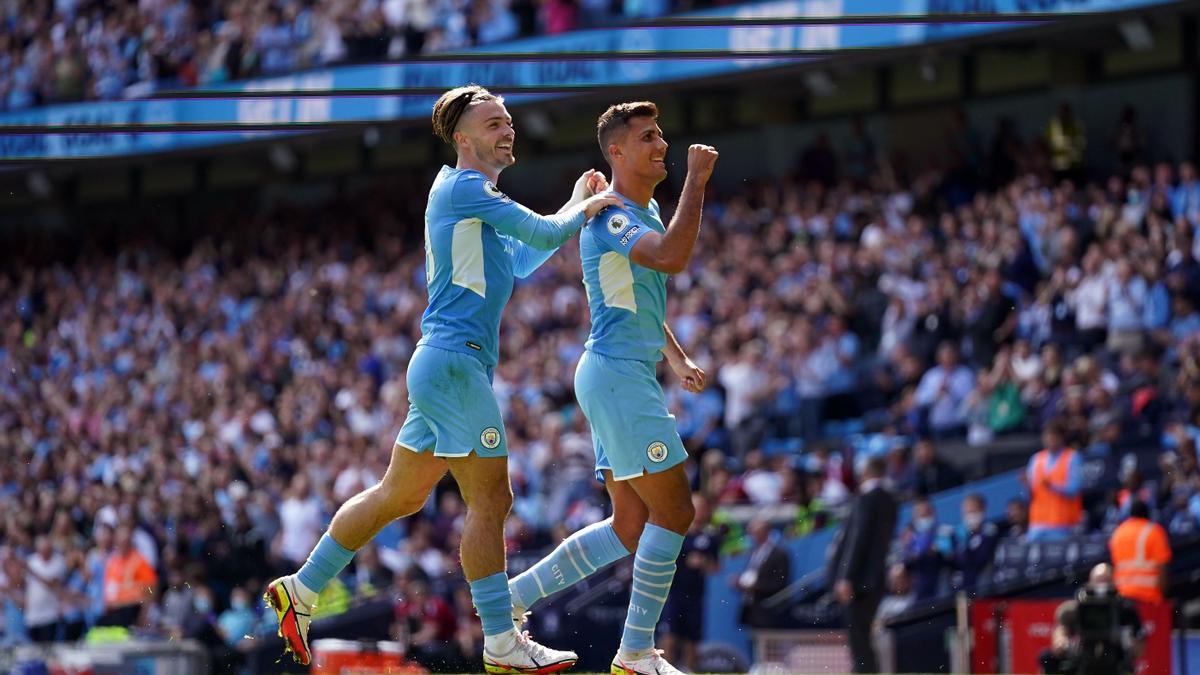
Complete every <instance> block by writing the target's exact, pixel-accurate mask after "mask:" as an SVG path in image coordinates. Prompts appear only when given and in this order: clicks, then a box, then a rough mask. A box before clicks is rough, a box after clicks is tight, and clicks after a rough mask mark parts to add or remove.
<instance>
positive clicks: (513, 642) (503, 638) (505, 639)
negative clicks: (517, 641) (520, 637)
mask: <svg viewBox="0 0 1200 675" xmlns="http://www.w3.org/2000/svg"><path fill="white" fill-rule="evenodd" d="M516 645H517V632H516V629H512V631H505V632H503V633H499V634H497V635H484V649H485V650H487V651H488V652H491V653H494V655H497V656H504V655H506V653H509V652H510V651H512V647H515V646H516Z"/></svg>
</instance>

**********

Since the pictures are not part of the copy, transcribe only the remaining material, exactly.

Complete every <instance> block by writing the target's exact, pixel-accurate mask after "mask:" as an SVG path in image coordinates. Prompts appear only when given and in this order: clicks, then a box, then a rough mask. A box before clicks is rough, a box after clicks is tight, and clicks after a rough mask mark parts to add or remove.
<instance>
positive clicks: (513, 642) (503, 638) (505, 639)
negative clicks: (517, 641) (520, 637)
mask: <svg viewBox="0 0 1200 675" xmlns="http://www.w3.org/2000/svg"><path fill="white" fill-rule="evenodd" d="M516 645H517V632H516V629H512V631H505V632H503V633H499V634H497V635H484V649H485V650H487V651H488V652H491V653H494V655H497V656H504V655H506V653H509V652H510V651H512V647H515V646H516Z"/></svg>
</instance>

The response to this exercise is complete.